**TASK A**:
In the passage on criticism, shorten the paragraph beginning "Of all the sentimental errors" while keeping its main facts.
**TASK B**:
Retype the passage on criticism word for word, starting at "From Prejudices: Second" and ending at "barrier of intelligence.".

-------- TEXT SHOWN --------

From Prejudices: Second Series, 1920, pp. 211-218

Of all the sentimental errors that reign and rage in this incomparable Republic, the worst is that which confuses the function of criticism, whether aesthetic, political or social, with the function of reform. Almost invariably it takes the form of a protest: “The fellow condemns without offering anything better. Why tear down without building up?” So snivel the sweet ones: so wags the national tongue. The messianic delusion becomes a sort of universal murrain. It is impossible to get an audience for an idea that is not “constructive”—i.e., that is not glib, and uplifting, and full of hope, and hence capable of tickling the emotions by leaping the intermediate barrier of intelligence.

In this protest and demand, of course, there is nothing but the babbling of men who mistake their feelings for thoughts. The truth is that criticism, if it were confined to the proposing of alternative schemes, would quickly cease to have any force or utility at all, for in the overwhelming majority of instances no alternative scheme of any intelligibility is imaginable, and the whole object of the critical process is to demonstrate it. The poet, if the victim is a poet, is simply one as bare of gifts as a herring is of fur: no conceivable suggestion will ever make him write actual poetry. And the plan of reform, in politics, sociology or what not, is simply beyond the pale of reason; no change in it or improvement of it will ever make it achieve the impossible. Here, precisely, is what is the matter with most of the notions that go floating about the country, particularly in the field of governmental reform. The trouble with them is not only that they won’t and don’t work; the trouble with them, more importantly, is that the thing they propose to accomplish is intrinsically, or at all events most probably, beyond accomplishment. That is to say, the problem they are ostensibly designed to solve is a problem that is insoluble. To tackle them with a proof of that insolubility, or even with a colorable argument of it, is sound criticism; to tackle them with another solution that is quite as bad, or even worse, is to pick the pocket of one knocked down by an automobile.

-------- GIVEN RECORDS --------

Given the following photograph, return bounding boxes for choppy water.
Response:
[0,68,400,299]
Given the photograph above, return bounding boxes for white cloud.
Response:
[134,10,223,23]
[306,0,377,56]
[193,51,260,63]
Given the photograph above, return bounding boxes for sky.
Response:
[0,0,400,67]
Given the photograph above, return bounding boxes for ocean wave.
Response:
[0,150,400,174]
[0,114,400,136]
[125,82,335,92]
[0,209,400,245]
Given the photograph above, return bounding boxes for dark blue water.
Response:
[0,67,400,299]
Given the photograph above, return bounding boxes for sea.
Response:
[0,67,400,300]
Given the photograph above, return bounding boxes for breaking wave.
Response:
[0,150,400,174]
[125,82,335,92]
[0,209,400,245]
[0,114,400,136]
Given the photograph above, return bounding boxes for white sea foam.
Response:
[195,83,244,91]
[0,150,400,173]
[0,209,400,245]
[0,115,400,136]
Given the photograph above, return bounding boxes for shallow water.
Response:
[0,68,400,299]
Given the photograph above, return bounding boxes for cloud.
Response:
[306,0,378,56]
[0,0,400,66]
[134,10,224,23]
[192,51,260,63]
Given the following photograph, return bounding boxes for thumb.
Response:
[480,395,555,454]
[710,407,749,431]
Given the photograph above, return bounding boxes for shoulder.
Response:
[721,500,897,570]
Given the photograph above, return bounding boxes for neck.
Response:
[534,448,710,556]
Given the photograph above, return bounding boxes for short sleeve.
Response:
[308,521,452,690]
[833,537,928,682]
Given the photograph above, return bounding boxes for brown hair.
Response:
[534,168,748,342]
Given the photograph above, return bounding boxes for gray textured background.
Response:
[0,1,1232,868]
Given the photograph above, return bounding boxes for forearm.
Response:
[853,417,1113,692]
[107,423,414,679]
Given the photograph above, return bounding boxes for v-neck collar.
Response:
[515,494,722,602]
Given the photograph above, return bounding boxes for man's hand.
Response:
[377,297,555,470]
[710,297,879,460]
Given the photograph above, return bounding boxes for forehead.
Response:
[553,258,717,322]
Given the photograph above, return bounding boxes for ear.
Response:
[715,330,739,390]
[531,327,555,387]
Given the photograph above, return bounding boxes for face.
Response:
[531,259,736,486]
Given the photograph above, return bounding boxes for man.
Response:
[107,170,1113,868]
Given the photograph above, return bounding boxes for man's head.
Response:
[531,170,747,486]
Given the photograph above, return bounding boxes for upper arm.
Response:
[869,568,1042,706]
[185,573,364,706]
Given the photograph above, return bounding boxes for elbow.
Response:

--------

**CORRECT RESPONSE A**:
The worst sentimental error in the Republic is confusing criticism, whether aesthetic, political or social, with reform. It usually takes the form of a protest against condemning without offering something better. This messianic delusion is widespread. No idea can get an audience unless it is "constructive": glib, uplifting and hopeful, and so able to stir the emotions while bypassing intelligence.

**CORRECT RESPONSE B**:
From Prejudices: Second Series, 1920, pp. 211-218

Of all the sentimental errors that reign and rage in this incomparable Republic, the worst is that which confuses the function of criticism, whether aesthetic, political or social, with the function of reform. Almost invariably it takes the form of a protest: “The fellow condemns without offering anything better. Why tear down without building up?” So snivel the sweet ones: so wags the national tongue. The messianic delusion becomes a sort of universal murrain. It is impossible to get an audience for an idea that is not “constructive”—i.e., that is not glib, and uplifting, and full of hope, and hence capable of tickling the emotions by leaping the intermediate barrier of intelligence.